Top of Source information

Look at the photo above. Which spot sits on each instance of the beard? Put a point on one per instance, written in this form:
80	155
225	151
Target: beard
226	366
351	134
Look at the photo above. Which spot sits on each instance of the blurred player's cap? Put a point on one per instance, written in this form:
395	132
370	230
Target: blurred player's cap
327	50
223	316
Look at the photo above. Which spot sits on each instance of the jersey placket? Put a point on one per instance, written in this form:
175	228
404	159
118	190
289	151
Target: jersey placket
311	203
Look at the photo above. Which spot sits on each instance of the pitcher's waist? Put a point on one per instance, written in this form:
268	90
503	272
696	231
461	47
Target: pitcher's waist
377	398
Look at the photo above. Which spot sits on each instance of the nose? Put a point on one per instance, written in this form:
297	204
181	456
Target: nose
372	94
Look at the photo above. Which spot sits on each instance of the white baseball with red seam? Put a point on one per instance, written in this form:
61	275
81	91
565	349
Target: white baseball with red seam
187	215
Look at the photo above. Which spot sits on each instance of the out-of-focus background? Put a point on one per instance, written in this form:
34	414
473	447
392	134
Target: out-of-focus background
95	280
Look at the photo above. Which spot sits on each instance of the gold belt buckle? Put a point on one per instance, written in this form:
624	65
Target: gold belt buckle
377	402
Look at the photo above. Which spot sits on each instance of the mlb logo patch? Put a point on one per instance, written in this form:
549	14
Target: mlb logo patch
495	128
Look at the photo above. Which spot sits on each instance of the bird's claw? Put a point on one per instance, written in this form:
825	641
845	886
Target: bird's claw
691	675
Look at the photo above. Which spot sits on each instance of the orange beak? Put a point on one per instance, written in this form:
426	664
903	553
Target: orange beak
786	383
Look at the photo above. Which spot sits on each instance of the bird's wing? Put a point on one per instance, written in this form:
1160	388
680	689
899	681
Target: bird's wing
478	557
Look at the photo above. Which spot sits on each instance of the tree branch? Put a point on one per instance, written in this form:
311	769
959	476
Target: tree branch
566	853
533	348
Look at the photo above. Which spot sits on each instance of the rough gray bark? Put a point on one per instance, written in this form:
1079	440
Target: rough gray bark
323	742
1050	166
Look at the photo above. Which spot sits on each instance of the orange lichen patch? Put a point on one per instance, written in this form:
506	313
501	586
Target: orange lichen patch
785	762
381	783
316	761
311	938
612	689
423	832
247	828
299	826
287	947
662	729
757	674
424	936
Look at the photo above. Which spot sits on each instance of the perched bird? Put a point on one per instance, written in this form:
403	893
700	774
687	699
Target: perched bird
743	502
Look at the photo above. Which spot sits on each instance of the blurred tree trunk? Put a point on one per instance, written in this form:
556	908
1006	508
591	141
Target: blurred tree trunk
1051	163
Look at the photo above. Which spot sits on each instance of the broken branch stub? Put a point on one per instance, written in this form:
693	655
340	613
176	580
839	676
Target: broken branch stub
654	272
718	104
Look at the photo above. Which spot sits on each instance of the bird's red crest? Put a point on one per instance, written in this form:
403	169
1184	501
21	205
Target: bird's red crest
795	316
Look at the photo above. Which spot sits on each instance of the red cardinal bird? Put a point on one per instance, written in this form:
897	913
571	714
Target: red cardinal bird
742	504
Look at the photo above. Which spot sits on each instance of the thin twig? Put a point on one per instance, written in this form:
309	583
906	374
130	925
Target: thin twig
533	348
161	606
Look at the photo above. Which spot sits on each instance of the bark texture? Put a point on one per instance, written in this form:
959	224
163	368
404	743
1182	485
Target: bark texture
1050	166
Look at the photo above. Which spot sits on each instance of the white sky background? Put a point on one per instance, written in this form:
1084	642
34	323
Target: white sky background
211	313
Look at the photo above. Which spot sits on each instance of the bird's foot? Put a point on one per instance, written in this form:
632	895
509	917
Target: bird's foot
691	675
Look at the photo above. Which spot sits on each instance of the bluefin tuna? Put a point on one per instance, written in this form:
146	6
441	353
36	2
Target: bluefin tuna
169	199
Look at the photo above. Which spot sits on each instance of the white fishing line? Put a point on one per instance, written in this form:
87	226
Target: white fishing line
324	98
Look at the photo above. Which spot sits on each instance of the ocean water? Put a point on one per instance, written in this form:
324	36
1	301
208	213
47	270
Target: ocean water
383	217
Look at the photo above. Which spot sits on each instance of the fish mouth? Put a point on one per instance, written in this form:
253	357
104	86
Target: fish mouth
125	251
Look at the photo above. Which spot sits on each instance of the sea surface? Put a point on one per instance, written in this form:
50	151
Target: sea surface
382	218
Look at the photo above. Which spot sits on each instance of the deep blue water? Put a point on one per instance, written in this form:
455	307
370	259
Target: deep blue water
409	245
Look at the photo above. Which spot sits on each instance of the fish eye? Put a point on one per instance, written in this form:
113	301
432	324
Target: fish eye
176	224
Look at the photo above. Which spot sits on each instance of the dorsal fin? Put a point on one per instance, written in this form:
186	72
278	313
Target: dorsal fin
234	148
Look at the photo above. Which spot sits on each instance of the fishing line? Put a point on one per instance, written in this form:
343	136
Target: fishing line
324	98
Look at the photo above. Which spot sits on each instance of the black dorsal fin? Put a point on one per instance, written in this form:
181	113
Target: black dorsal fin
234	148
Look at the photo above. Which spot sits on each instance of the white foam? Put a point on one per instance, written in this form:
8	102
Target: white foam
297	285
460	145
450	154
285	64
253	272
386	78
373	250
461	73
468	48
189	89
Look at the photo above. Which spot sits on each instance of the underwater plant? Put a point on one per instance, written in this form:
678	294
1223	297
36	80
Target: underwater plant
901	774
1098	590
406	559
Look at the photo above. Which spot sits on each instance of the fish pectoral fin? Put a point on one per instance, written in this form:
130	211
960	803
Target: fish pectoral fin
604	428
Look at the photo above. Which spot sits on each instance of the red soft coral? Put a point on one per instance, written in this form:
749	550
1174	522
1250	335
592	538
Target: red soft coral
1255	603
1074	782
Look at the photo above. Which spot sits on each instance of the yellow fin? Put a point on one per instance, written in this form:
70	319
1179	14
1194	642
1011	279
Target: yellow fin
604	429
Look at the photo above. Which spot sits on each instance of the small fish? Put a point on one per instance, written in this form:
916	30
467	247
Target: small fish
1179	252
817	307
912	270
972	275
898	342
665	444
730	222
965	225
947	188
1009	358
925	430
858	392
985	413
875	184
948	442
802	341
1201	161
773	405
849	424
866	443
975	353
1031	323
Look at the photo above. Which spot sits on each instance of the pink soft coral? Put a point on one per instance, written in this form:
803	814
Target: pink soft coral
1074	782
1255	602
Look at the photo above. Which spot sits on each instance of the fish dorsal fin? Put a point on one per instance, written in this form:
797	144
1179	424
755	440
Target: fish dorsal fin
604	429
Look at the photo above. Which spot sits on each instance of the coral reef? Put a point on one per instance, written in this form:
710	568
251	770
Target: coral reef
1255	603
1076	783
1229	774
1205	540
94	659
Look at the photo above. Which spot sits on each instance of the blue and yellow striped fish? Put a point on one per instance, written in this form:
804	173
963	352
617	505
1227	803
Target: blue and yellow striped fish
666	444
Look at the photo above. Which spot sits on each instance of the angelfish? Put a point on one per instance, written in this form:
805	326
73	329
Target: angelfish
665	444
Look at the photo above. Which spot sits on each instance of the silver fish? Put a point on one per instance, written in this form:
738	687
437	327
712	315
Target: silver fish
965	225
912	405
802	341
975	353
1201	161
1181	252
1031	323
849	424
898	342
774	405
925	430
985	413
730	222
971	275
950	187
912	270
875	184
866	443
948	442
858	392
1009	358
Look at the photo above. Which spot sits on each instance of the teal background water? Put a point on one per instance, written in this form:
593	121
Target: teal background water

Bottom of Source information

### Problem:
Based on the records above, count the lines in which "teal" occurs and provide only the number.

### Answer box:
2